* Task to carry out: Look in the data below for the line that contains "written like (312,397).". Copy that line and the remaining lines exactly.

* Data lines:
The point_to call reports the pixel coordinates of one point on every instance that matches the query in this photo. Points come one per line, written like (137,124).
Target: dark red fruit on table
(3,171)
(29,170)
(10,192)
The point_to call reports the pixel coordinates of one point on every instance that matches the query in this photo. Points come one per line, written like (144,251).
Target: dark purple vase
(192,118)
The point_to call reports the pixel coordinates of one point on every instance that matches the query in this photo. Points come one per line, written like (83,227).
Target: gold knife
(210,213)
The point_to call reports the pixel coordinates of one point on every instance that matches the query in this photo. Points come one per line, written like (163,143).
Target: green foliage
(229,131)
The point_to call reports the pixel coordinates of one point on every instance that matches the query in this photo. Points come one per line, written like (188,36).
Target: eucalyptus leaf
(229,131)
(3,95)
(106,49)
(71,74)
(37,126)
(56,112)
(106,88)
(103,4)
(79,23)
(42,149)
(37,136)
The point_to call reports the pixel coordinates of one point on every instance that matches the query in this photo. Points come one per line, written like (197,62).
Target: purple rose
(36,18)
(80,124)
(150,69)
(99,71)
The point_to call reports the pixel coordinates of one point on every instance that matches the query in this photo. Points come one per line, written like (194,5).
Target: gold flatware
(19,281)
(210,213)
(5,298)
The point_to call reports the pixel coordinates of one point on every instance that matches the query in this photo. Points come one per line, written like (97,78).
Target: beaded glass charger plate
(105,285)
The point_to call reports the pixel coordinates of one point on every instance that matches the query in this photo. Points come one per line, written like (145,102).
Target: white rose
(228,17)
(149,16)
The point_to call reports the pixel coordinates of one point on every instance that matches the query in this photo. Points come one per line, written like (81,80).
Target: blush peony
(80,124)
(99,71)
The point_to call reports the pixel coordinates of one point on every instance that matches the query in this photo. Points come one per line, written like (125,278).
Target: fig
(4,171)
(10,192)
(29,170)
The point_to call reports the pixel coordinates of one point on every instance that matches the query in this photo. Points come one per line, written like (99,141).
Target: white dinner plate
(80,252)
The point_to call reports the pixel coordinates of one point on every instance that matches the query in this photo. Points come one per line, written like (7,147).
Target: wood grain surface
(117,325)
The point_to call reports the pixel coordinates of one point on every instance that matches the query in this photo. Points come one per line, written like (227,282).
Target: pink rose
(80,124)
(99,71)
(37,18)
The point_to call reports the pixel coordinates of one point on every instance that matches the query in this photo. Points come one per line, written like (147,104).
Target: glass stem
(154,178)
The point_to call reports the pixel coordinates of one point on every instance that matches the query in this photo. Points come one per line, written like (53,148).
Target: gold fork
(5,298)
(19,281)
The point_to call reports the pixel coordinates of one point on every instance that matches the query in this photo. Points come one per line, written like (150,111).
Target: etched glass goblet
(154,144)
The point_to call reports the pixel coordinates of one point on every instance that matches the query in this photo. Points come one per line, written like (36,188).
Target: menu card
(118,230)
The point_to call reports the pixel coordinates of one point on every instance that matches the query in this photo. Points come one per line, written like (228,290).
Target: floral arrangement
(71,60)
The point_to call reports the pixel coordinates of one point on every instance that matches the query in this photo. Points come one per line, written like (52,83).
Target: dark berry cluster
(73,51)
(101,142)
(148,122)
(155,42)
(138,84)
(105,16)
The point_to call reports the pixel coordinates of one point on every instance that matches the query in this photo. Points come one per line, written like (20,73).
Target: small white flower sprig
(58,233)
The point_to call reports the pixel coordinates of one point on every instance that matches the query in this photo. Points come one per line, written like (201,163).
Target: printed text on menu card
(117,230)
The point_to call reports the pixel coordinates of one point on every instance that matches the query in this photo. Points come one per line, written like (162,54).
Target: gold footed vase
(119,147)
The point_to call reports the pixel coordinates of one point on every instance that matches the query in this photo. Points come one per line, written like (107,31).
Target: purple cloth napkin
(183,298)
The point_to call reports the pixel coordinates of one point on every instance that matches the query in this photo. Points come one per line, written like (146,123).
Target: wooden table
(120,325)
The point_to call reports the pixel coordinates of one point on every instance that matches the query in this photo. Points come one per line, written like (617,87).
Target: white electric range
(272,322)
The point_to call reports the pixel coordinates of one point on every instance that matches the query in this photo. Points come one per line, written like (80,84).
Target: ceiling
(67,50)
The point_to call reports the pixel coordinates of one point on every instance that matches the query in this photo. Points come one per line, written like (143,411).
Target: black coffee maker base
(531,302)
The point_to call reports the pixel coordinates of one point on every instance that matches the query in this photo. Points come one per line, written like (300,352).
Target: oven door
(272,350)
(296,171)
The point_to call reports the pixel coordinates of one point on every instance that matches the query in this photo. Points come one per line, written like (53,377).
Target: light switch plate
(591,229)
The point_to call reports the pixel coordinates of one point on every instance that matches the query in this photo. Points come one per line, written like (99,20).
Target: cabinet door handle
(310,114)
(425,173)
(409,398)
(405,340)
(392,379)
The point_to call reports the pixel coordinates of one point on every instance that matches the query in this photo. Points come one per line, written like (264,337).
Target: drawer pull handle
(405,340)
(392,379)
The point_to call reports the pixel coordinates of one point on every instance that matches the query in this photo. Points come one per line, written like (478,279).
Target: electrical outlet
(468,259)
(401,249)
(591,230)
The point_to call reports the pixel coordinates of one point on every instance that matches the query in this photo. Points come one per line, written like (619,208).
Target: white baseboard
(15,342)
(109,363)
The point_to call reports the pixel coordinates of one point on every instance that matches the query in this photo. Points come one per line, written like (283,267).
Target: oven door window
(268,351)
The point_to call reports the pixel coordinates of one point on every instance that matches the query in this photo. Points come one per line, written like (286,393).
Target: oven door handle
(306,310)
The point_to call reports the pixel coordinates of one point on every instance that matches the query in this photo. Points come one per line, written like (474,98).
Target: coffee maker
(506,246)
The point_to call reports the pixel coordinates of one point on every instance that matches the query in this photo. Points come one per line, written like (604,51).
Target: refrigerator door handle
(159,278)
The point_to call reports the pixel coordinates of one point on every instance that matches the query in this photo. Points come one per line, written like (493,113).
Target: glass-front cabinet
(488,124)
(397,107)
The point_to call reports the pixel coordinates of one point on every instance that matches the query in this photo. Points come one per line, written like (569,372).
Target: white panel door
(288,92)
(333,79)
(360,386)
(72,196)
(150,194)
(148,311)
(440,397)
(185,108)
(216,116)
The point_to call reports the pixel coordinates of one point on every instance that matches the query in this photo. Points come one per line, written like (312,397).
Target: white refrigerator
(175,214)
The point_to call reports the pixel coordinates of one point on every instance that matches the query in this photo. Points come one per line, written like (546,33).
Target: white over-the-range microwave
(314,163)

* Response to this task:
The point_to call reports the pixel coordinates of one point on every instance that matches the query in this photo. Points come one per line, written like (312,397).
Target: white refrigerator
(175,214)
The point_to call reports the pixel coordinates of one point on every instance that matches the query in this photo. Points come one per line, written like (546,33).
Target: white over-the-range microwave
(314,163)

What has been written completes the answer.